- Given passage:
┄┄┄┄┄┄┄┄┄┄

Often (like in the case of the standard compactifications of $\mathbb R^{d,1}$ or $\mathrm{AdS}_{d+1}$), the non-compact manifold $M$ that we start with is mapped to the interior of a compact manifold $\tilde M$ that also happens to be a manifold with boundary. In these cases, we define the conformal boundary as $\partial\tilde M$ as indicated by Ben Crowell.
Note, however, that this does not always happen. Consider, for example, the standard stereographic projection which maps $M=\mathbb R^2$ onto $\tilde M=S^2\setminus \{(0,0,1)\}$ where in my notation I'm treating the sphere as an embedded submanifold of $\mathbb R^3$ with north pole $(0,0,1)$. Notice, in this case, that $\tilde M$ is not the interior of a compact manifold with boundary; when we include the north pole, we get $S^2$ which is a compact manifold without boundary.
In contrast, consider $\mathbb R^{d,1}$ with metric
$$
ds^2 = -dt^2 + dr^2 + r^2 d\Omega_{d-1}^2
$$
where $d\Omega_{d-1}^2$ is the metric on $S^{d-1}$. Let $\vec\theta$ be coordinates on the sphere, then the diffeomorphism
$$
f(t,r,\vec\theta) = (T(t,r,\vec\theta), R(t,r,\vec\theta), \vec\theta)
$$
where
\begin{align}
T(r,t,\vec\theta) &= \tan^{-1}(t+r) + \tan^{-1}(t-r)\\
R(r,t,\vec\theta) &= \tan^{-1}(t+r) -\tan^{-1}(t-r)
\end{align}
leaves the sphere factor unchanged but maps all of the $(r,t)$ plane to the interior of the triangular region in the $(R,T)$ plane satisfying
$$
0\leq R \leq \pi, \qquad |T|\leq \pi-R
$$
This region does have a boundary (the edges of the triangle) which allows us to define the conformal boundary of $\mathbb R^{d,1}$.

┄┄┄┄┄┄┄┄┄┄

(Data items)
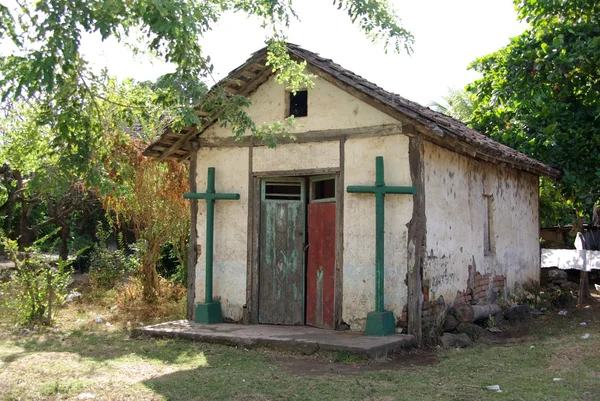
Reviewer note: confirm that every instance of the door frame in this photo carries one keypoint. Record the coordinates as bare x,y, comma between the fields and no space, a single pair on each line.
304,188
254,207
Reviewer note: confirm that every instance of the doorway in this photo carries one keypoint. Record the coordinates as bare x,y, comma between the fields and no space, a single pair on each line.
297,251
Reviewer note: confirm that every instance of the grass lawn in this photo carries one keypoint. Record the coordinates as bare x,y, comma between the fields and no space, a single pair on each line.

┄┄┄┄┄┄┄┄┄┄

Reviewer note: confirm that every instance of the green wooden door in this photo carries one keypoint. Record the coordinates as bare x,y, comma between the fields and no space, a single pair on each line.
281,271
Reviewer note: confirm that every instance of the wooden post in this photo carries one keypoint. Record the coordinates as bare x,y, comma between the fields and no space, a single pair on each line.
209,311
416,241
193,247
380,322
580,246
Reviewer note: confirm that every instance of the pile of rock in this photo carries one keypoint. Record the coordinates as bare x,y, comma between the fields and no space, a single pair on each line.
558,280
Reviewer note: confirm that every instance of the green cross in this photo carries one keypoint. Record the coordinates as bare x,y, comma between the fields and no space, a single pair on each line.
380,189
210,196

┄┄┄┄┄┄┄┄┄┄

- Stated exercise A: Could you copy, word for word, the lines of the data items running from the one containing "Reviewer note: confirm that every instance of the door frame" down through the one containing "Reviewer note: confirm that every instance of the grass", with both of those lines included?
- Stated exercise B: How would you continue the passage on conformal boundaries of compactified spacetimes from the point where it stops?
The text and the data items were drawn from unrelated sources.

- Exercise result A:
Reviewer note: confirm that every instance of the door frame in this photo carries one keypoint. Record the coordinates as bare x,y, comma between the fields and no space, a single pair on each line.
304,188
254,207
Reviewer note: confirm that every instance of the doorway in this photo carries one keypoint. Record the coordinates as bare x,y, comma between the fields and no space, a single pair on each line.
297,251
Reviewer note: confirm that every instance of the grass lawn in this photo carries one keypoint. Record the coordinates as bare x,y, comma between the fields and no space, a single pair on each line.

- Exercise result B:
As for the $\Omega^2 = 0$ constraint, this is how I think of it intuitively (and pretty imprecisely). The new metric $\tilde g$ on the compact manifold is related to the original metric $g$ by the conformal factor:
$$
\tilde g = \Omega^2 g
$$
Now in the original manifold, as you go out to infinity, $g$ allows for distances between points to be arbitrarily large. But after the compactification, all points will be some finite distance away from one another. In order for this to happen, distances between points need to be multiplied by a smaller and smaller number as you go further and further out so that the product remains finite. The factor $\Omega^2$ multiplying $g$ is precisely what does this for you. This roughly is what the quote means when it says
This reflects the property of a conformal compactification that “brings infinity to a finite distance."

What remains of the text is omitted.